**Task:** Copy out the part of the records that opens with the line containing "For QA purposes, confirm whether any distant" and closes with the line containing "[110,87,411,182]", both lines included. Keep every request as it stands, and raise each bounding-box coordinate in the answers by 42.
>>>
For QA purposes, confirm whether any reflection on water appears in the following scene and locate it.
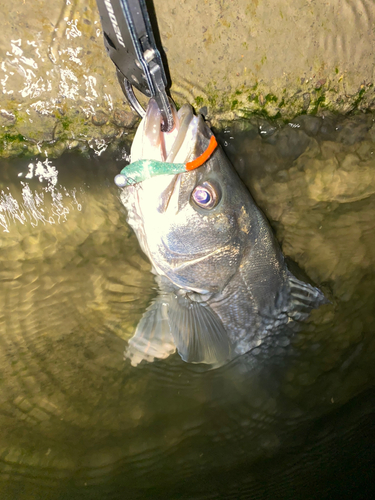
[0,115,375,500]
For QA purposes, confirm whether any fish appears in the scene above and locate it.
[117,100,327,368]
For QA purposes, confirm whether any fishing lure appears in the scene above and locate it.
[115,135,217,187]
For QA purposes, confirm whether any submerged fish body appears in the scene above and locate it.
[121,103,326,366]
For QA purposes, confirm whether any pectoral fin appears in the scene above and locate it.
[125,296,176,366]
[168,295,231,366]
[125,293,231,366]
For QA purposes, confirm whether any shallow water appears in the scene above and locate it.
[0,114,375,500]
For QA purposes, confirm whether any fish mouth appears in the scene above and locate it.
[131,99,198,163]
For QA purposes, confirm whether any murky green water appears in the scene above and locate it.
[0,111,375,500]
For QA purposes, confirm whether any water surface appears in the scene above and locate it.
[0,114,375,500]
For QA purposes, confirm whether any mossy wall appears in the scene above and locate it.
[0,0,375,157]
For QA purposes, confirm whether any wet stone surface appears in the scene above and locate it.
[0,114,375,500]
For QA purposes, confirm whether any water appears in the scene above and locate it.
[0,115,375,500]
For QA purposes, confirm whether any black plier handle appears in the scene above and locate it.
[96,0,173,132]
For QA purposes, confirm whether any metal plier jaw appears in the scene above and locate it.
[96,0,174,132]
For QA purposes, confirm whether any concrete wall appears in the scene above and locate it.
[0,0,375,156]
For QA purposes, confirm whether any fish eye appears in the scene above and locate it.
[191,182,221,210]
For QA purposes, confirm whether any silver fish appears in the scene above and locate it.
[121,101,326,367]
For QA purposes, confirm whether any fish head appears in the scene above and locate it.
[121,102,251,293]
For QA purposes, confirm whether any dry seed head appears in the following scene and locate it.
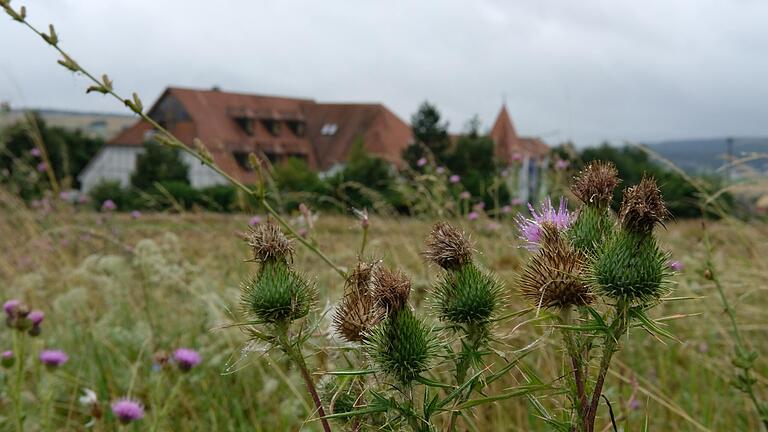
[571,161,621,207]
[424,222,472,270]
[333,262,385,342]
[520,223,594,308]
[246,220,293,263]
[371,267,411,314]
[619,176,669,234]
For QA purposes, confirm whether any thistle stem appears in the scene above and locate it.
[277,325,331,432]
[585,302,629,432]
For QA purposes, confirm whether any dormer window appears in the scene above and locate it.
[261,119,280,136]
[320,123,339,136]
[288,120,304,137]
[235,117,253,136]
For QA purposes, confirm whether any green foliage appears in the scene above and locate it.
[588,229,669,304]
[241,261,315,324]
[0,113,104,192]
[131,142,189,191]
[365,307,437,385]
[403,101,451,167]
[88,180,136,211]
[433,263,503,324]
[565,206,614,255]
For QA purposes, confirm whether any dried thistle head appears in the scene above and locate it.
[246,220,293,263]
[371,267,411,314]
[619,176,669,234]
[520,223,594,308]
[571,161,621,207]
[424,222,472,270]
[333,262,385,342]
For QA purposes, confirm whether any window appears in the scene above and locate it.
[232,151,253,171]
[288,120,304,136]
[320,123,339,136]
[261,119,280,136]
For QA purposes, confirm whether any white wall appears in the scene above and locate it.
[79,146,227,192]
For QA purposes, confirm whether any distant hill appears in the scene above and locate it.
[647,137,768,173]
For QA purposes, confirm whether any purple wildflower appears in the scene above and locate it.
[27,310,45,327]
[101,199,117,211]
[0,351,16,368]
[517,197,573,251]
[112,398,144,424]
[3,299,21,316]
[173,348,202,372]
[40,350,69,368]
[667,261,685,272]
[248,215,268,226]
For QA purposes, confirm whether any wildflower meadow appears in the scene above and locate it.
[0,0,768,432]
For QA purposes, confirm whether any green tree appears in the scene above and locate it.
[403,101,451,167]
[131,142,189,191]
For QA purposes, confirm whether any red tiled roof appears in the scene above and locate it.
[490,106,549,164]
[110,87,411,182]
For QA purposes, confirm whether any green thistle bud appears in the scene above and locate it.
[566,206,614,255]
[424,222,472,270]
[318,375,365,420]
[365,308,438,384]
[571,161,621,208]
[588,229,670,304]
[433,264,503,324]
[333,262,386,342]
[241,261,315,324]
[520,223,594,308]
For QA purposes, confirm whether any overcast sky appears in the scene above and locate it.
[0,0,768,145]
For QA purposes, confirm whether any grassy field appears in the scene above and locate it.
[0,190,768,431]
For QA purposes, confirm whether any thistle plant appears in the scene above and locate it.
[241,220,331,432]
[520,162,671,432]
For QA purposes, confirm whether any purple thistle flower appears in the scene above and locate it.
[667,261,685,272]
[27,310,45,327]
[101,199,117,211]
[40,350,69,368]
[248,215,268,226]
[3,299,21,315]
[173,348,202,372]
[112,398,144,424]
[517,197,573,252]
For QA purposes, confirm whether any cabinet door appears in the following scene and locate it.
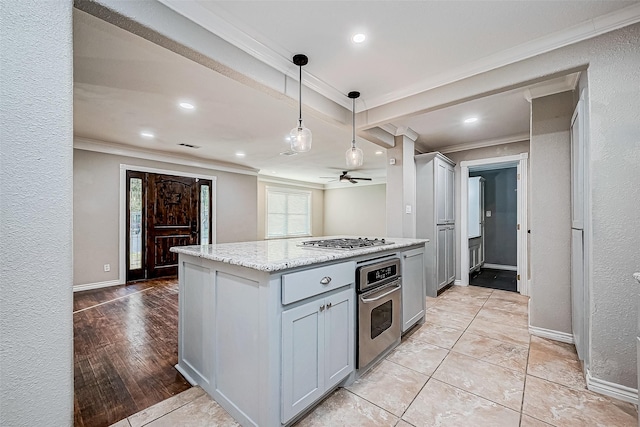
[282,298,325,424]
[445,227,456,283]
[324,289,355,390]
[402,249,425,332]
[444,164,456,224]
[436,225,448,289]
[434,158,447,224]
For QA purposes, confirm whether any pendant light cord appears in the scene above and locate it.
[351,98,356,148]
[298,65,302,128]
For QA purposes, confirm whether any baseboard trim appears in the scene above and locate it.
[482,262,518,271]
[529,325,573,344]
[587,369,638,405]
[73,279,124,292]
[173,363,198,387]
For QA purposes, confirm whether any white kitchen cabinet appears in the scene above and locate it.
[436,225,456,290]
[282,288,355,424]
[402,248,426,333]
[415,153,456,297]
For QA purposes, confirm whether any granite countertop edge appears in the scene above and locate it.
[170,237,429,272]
<<<
**Completed exercise:**
For QA purposes, confirm whether any distant hill appears in the scene above and locate it.
[689,179,810,215]
For QA purposes, confirm whether any purple wildflower appears in the scene above and locate it.
[69,352,87,369]
[143,241,159,253]
[42,393,58,410]
[559,239,615,293]
[154,440,186,466]
[45,341,63,358]
[215,390,244,414]
[82,392,111,410]
[709,303,727,314]
[290,257,310,268]
For QA purposes, confirm whether any wildflower meadow appears in the scene above and locate it.
[42,42,810,474]
For QA purposes, confirm whether any green tree appears in the scene above and locate it.
[445,143,493,209]
[173,184,231,233]
For QA purposes, confirm whether any red tiled roof appears in the scene above and locate it.
[532,148,591,206]
[152,129,453,224]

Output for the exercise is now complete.